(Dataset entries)
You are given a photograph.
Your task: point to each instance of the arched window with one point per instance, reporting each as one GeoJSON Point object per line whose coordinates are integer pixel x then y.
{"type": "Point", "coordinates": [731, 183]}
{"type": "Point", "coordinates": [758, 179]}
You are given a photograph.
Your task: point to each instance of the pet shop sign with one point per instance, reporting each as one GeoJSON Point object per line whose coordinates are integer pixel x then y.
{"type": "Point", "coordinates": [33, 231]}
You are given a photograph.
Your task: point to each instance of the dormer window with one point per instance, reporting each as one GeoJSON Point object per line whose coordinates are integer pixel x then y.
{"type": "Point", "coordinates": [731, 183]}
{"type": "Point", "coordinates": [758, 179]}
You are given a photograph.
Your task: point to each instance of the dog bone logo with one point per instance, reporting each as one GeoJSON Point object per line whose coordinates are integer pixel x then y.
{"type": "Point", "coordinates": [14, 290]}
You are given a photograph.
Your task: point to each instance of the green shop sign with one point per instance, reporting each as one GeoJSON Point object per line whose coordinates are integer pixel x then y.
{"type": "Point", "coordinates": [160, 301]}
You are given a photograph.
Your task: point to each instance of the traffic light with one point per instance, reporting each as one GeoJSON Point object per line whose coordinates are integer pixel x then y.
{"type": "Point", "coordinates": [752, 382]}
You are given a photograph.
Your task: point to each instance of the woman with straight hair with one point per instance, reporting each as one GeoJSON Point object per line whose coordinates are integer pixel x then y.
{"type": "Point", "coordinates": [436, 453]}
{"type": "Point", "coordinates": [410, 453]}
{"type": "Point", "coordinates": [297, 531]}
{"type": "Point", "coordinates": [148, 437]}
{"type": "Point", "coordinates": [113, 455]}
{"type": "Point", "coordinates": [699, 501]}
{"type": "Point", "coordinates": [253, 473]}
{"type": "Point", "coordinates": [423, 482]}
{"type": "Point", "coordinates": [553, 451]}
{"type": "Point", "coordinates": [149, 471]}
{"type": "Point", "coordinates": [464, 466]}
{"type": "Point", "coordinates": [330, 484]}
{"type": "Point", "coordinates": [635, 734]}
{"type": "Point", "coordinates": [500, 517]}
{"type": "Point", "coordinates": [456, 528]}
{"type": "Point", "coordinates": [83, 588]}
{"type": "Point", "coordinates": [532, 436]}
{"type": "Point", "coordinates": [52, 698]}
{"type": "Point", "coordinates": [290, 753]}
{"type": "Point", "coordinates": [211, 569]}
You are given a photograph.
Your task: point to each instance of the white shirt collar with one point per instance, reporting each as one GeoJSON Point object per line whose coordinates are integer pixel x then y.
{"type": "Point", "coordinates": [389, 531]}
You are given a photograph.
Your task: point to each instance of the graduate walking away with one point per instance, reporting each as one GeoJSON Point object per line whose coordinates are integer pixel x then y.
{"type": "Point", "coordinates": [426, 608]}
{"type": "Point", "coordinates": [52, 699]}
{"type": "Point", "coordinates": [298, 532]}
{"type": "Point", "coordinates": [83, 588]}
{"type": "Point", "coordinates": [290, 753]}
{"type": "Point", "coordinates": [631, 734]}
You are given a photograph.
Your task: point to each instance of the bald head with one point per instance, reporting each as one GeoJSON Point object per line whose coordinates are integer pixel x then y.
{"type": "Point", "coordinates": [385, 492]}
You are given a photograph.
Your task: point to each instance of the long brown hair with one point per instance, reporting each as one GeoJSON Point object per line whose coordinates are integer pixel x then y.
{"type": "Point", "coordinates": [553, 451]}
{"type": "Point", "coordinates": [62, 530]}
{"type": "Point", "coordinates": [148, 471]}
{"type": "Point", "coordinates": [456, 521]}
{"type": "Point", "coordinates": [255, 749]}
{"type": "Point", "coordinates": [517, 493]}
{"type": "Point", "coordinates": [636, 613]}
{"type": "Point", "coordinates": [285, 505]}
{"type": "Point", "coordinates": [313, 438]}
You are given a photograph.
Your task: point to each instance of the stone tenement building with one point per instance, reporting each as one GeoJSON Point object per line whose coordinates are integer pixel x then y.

[Task statement] How many lines in the listing above contain the word "traffic"? Reply with the number only.

[Response to this exercise] 1